Brief: Copy out each line of the listing below that includes the string "house". Case counts.

Data in this exercise:
========

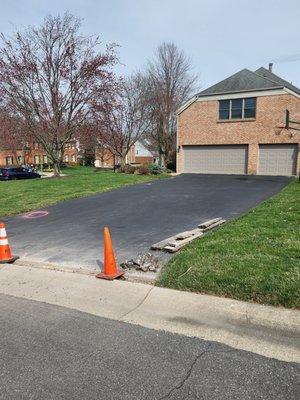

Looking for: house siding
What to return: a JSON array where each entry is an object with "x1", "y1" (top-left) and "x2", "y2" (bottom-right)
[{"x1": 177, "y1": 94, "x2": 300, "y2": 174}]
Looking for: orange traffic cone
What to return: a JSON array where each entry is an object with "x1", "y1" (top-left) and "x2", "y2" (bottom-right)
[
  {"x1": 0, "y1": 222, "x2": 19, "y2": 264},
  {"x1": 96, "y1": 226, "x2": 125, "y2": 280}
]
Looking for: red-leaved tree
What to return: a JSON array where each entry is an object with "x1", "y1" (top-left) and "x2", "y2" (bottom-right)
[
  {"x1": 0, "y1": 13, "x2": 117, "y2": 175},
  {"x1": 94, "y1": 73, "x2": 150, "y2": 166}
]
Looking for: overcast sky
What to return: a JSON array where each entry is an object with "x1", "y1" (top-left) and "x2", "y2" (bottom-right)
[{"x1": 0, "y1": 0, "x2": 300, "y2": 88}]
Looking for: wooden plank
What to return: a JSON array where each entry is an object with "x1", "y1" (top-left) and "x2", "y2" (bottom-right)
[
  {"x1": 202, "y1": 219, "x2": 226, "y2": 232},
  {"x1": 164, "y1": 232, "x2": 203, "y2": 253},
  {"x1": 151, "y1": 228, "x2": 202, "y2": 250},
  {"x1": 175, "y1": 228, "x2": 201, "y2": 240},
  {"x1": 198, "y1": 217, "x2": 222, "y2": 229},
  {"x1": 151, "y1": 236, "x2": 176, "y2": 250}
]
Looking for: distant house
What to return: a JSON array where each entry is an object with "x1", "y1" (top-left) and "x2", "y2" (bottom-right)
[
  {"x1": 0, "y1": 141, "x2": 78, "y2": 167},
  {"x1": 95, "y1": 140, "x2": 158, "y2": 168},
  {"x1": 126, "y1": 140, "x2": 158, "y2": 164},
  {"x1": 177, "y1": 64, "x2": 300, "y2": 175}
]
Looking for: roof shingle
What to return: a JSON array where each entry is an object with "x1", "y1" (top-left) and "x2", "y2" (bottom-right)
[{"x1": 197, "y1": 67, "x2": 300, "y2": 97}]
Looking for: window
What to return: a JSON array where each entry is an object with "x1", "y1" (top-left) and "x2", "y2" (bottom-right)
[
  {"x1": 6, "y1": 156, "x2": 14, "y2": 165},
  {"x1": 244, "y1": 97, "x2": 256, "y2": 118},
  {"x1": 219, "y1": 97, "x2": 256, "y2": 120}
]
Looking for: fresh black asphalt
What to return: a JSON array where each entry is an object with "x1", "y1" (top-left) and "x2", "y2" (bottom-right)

========

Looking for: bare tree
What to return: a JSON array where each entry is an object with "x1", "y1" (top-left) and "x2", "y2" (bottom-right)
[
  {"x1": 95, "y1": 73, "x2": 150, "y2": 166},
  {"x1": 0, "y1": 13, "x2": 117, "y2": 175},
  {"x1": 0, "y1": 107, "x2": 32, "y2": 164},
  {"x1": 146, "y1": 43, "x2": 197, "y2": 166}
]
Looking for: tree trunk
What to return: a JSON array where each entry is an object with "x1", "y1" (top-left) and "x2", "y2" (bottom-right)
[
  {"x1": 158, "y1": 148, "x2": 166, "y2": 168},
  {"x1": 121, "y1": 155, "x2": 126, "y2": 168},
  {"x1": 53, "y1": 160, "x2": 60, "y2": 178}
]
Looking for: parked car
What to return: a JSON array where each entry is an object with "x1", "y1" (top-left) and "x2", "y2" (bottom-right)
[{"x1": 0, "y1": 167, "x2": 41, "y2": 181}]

========

Response to this exercise:
Looking for: house siding
Looking for: distant house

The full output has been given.